GOAL
Swap "facade" for "building front" in everything from the start of the lines down to the line containing "124 102 L 122", and give those lines again with nothing else changed. Leave the pictures out of your answer.

Segmentation dataset excerpts
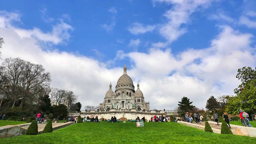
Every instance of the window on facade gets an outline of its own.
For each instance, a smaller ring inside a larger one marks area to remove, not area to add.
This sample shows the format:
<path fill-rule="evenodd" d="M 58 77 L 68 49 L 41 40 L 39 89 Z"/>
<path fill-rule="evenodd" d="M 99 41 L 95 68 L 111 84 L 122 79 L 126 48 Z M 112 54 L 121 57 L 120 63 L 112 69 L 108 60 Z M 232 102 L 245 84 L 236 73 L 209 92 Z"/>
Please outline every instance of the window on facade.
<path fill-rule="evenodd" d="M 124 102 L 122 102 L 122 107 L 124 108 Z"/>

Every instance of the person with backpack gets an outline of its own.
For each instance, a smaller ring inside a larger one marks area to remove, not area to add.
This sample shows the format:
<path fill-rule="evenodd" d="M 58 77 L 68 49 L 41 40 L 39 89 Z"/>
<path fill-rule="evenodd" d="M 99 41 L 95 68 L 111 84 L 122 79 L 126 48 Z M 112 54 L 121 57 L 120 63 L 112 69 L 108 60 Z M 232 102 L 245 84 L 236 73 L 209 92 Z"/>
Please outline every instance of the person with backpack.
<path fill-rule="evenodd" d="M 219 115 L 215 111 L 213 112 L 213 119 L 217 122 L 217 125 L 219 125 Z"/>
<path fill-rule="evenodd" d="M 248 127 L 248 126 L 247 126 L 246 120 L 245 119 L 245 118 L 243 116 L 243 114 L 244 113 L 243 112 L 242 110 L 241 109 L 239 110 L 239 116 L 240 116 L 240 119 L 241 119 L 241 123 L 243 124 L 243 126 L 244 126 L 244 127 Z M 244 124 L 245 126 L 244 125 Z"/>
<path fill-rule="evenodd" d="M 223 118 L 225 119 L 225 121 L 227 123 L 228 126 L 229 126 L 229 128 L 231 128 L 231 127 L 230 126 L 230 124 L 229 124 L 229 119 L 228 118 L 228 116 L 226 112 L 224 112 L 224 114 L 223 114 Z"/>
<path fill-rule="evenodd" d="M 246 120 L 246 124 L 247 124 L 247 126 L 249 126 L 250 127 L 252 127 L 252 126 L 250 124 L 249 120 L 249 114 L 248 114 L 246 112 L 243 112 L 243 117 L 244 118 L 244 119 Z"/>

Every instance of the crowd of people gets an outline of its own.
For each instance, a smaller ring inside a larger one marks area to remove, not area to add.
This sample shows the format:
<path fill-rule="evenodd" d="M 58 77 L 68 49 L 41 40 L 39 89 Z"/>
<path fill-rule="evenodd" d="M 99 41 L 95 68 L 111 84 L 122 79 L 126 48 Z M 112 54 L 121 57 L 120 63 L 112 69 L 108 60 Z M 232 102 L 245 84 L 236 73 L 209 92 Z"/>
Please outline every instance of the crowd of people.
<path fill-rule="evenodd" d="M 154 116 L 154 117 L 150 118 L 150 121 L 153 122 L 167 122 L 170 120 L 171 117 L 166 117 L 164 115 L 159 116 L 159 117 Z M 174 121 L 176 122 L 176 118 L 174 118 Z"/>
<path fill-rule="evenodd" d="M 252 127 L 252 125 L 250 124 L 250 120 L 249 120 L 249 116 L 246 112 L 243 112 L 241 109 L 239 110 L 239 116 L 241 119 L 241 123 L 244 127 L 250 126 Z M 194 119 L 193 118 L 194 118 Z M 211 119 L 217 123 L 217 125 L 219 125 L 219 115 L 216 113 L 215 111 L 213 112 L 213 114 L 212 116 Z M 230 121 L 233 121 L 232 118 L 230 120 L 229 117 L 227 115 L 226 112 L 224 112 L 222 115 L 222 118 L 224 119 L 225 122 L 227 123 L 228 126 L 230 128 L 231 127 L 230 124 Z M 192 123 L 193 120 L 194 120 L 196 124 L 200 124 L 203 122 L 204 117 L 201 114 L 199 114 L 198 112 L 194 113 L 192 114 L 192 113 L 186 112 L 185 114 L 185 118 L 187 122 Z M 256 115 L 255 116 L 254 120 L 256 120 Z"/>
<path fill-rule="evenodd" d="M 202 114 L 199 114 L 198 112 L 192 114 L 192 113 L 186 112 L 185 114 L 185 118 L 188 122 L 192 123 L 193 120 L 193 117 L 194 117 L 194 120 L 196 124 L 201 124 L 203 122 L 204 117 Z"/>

TASK RESPONSE
Every instance of the window on building front gets an outline of its own.
For each instance, a smaller ring inside a larger one marks area to remove, not area to add.
This sample shows the format:
<path fill-rule="evenodd" d="M 58 77 L 68 49 L 41 40 L 39 89 Z"/>
<path fill-rule="evenodd" d="M 99 41 L 95 68 L 111 84 L 122 79 L 126 48 Z M 112 54 L 121 57 L 120 63 L 112 69 L 108 60 Z M 232 102 L 245 84 L 236 73 L 209 92 Z"/>
Please outline every instance of the window on building front.
<path fill-rule="evenodd" d="M 124 102 L 122 102 L 122 107 L 124 108 Z"/>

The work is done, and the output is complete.